__Source material__:

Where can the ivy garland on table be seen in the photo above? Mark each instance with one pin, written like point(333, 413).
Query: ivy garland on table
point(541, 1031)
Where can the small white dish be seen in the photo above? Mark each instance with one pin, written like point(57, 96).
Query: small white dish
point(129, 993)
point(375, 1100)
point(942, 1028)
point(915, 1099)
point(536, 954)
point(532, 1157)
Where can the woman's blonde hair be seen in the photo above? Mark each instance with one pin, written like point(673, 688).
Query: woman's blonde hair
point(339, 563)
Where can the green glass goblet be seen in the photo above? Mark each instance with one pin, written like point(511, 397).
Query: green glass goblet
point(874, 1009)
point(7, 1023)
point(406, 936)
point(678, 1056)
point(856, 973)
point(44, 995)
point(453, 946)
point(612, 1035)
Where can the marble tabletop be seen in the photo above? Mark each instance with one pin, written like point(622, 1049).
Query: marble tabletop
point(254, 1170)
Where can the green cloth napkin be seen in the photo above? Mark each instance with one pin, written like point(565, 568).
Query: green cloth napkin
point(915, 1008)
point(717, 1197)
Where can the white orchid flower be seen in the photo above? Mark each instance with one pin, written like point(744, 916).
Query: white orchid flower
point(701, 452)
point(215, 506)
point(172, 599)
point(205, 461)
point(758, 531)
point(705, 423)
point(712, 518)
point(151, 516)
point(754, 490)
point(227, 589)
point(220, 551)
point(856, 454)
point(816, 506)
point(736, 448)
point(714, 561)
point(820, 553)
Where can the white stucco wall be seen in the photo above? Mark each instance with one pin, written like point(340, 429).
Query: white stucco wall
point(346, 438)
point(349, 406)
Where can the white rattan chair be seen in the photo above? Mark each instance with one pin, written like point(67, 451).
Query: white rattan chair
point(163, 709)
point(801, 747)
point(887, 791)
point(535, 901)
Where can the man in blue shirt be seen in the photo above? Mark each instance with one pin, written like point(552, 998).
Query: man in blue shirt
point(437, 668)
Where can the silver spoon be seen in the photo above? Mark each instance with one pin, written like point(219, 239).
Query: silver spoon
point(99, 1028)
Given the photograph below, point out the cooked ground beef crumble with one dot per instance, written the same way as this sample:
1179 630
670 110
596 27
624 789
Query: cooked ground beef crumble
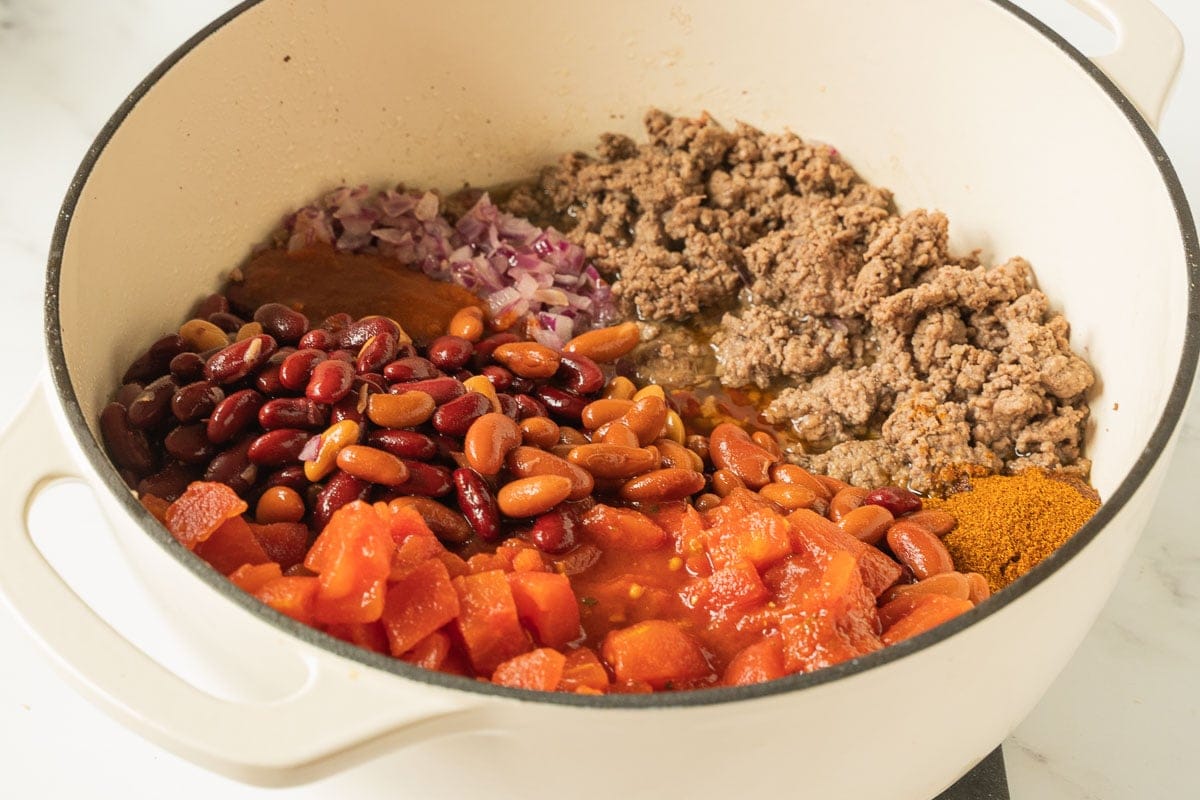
891 359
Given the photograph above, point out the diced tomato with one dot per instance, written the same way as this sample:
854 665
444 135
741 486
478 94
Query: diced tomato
655 651
251 577
539 669
487 620
202 509
231 546
418 605
547 605
755 663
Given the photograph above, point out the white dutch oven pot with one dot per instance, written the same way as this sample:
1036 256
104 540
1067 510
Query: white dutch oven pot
966 106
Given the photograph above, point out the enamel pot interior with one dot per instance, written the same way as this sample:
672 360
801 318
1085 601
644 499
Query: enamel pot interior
1026 149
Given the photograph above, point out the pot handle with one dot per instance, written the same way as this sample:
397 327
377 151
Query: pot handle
339 716
1149 53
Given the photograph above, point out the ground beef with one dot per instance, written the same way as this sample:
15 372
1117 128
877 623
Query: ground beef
888 358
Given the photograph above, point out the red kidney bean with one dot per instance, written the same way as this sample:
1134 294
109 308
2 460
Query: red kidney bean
233 414
292 413
190 444
455 417
233 468
318 338
240 359
406 444
357 334
286 324
580 374
377 352
412 367
126 445
297 368
498 376
562 403
155 361
442 390
450 353
169 481
226 322
894 498
279 447
555 530
330 382
341 489
426 480
478 504
187 367
153 404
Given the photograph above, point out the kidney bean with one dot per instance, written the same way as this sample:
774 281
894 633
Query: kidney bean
330 382
895 499
155 361
529 497
605 344
357 334
477 504
240 359
663 486
187 367
279 447
169 481
226 320
580 374
286 324
153 404
233 468
426 480
918 549
561 402
445 523
867 523
455 417
442 390
378 350
342 488
190 444
292 413
318 338
233 414
733 450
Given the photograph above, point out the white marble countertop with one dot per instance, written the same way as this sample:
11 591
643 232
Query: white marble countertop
1121 723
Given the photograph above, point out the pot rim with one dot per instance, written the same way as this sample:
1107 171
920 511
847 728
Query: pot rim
1125 491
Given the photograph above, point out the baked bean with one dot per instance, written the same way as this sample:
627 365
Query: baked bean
279 447
405 410
845 501
867 523
789 497
528 359
528 497
539 432
477 504
663 486
456 416
337 435
467 323
613 461
918 549
605 344
447 524
372 464
240 359
279 504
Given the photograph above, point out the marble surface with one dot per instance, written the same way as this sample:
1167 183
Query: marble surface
1122 722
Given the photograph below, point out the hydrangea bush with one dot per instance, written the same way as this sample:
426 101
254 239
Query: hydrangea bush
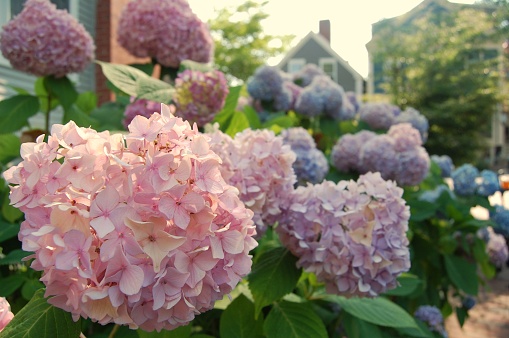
216 217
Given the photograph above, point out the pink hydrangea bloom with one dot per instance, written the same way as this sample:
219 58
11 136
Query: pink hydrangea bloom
5 313
137 229
140 107
352 235
200 96
259 164
166 30
43 40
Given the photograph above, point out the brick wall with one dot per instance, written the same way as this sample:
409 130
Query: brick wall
107 47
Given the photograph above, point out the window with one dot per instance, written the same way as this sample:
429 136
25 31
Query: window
294 65
329 66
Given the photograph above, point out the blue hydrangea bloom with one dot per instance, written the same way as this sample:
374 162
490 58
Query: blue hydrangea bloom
464 179
432 316
445 164
489 183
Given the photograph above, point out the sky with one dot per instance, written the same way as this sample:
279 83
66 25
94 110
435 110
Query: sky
350 21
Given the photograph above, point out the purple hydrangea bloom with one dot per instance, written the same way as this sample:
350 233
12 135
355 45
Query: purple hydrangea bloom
432 316
488 183
311 164
305 76
405 136
352 235
140 107
166 30
416 119
200 96
379 154
43 40
464 179
496 247
413 166
346 151
377 115
322 96
266 83
445 164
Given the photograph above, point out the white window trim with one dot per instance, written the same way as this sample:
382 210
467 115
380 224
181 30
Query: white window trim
299 62
323 61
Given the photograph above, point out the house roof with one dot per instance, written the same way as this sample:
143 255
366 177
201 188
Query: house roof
322 42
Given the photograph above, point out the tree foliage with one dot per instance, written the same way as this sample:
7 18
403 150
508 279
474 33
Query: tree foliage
241 46
445 67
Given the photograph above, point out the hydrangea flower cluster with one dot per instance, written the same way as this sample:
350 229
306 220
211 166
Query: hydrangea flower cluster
43 40
5 313
445 164
397 155
352 234
322 96
377 115
259 164
200 96
267 84
488 183
140 107
137 229
464 179
166 30
416 119
311 164
432 316
496 247
345 153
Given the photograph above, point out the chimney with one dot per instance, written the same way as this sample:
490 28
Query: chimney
325 29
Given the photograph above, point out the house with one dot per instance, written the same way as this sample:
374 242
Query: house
315 48
100 18
436 10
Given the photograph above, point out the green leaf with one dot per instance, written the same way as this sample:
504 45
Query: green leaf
408 284
14 257
38 317
109 116
15 111
378 311
30 288
63 89
238 123
9 147
273 275
293 320
238 320
357 328
86 102
8 230
179 332
78 116
252 117
10 284
462 273
154 89
123 77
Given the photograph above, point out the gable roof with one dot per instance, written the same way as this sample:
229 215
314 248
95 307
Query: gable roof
322 42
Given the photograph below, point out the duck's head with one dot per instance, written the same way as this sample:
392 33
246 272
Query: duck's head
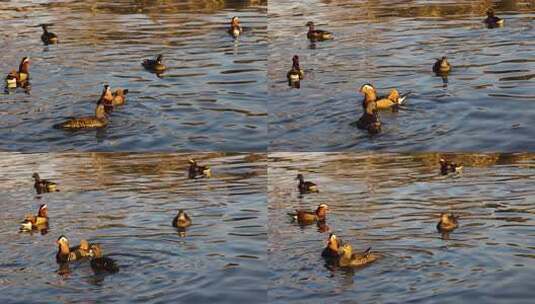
182 215
43 210
447 218
235 21
346 249
322 209
63 241
333 242
106 93
444 61
24 64
394 95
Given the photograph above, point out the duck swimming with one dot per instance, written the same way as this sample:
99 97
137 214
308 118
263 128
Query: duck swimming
448 222
66 254
449 167
100 119
181 220
119 97
350 259
235 28
48 37
19 78
296 73
370 119
154 65
331 251
304 217
43 185
197 171
492 21
317 35
306 187
35 222
392 101
442 66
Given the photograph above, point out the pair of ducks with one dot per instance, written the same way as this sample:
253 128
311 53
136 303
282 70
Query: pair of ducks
85 251
492 21
106 103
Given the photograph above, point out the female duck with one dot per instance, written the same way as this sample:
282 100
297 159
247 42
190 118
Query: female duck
32 222
119 97
304 217
235 28
21 77
317 35
181 220
296 73
197 171
100 119
333 247
449 167
442 66
350 259
48 37
492 21
43 185
392 101
448 222
154 65
66 254
305 186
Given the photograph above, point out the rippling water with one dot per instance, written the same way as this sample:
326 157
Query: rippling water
487 103
126 202
212 97
391 202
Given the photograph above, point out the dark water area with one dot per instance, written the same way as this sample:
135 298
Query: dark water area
487 103
212 97
392 202
126 202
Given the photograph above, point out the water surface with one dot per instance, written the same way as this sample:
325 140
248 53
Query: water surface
391 202
212 97
126 202
486 105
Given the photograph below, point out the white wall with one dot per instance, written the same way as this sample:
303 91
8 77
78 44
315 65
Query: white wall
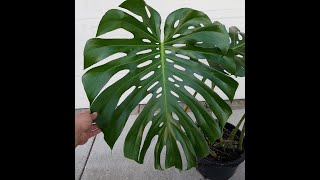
89 12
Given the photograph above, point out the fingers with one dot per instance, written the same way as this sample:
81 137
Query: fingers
93 127
94 132
94 115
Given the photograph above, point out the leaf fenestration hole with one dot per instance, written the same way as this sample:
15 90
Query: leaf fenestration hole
159 90
144 134
176 35
239 37
125 94
170 79
179 67
169 60
177 78
179 45
183 129
168 52
176 23
175 94
148 12
116 77
204 61
158 95
146 40
198 76
175 117
144 51
161 124
153 85
149 30
147 75
156 112
189 89
144 64
163 156
182 56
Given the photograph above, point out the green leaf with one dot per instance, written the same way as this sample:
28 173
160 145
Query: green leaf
170 75
237 46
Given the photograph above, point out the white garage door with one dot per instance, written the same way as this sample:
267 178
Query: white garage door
89 12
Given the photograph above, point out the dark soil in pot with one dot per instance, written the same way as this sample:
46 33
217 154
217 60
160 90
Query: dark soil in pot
225 164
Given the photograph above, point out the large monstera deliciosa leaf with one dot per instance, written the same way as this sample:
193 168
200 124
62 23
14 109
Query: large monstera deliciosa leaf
165 70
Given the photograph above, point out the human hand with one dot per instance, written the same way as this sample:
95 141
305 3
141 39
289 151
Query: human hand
84 127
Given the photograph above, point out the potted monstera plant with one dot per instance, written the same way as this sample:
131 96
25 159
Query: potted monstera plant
227 152
166 68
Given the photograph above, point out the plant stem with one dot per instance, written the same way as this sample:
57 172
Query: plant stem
235 130
241 137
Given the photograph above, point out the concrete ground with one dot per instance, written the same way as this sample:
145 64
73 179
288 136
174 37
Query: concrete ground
95 161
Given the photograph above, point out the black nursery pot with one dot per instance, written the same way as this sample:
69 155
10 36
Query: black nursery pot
214 170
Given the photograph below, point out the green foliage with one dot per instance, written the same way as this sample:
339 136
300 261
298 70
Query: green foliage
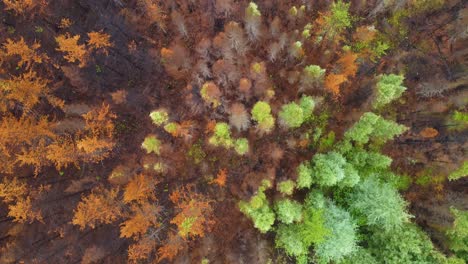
460 172
252 10
159 117
241 146
221 136
261 112
291 115
332 168
296 238
196 152
288 211
286 187
379 203
338 19
171 127
458 233
342 239
258 209
460 116
151 144
404 245
326 142
373 126
307 104
360 256
313 73
304 175
389 88
368 162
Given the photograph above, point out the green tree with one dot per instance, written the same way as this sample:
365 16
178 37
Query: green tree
379 203
389 88
291 115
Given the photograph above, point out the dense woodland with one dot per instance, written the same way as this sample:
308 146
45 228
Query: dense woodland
230 131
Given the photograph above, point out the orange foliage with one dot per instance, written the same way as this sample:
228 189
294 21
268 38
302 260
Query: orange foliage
24 130
348 64
141 250
173 245
99 40
94 149
11 190
364 34
101 206
65 23
27 90
62 153
333 82
429 132
209 128
19 6
35 156
144 217
74 51
22 211
221 178
28 55
99 121
140 189
195 212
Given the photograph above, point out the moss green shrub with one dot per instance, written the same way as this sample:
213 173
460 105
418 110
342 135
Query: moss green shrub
258 209
151 144
458 233
460 172
389 88
261 112
304 175
286 187
241 146
291 115
159 117
372 126
221 136
405 245
288 211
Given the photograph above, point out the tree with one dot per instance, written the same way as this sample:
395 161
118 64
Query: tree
458 233
379 203
99 41
29 55
372 126
27 89
22 211
101 206
140 189
194 213
74 52
261 112
389 88
258 209
342 240
19 6
288 211
405 245
144 217
291 115
333 169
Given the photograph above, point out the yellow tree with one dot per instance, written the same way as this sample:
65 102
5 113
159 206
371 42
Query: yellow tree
101 206
74 52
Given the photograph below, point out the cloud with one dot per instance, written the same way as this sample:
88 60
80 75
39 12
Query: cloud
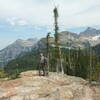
15 21
73 13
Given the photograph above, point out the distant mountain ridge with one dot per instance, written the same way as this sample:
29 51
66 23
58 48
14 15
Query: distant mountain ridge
15 49
90 36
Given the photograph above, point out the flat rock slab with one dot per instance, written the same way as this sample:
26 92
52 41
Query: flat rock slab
56 86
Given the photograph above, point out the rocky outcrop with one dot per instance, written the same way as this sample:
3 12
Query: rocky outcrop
30 86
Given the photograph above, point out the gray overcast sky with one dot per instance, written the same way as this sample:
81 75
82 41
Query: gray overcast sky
27 18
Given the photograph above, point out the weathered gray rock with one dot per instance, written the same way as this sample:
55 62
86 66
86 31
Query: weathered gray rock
53 87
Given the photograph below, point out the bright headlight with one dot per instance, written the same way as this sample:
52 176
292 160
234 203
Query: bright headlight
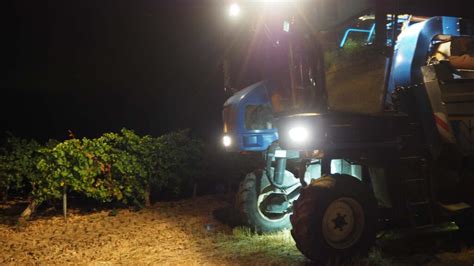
227 141
299 134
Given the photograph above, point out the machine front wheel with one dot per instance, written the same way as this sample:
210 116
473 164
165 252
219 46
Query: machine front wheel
334 219
251 200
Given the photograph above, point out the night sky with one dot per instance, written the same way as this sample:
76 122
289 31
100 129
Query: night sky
98 66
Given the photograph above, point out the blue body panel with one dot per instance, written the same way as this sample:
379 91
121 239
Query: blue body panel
248 139
411 52
413 45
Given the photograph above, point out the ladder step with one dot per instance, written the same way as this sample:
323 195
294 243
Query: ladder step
415 180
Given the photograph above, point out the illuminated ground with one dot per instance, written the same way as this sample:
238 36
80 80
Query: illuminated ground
185 232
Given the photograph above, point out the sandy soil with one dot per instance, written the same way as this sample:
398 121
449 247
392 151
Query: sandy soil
186 232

__What to produce__: Once you have counted the lines above that hold the word "Mark", report only that total.

__Task answer__: 11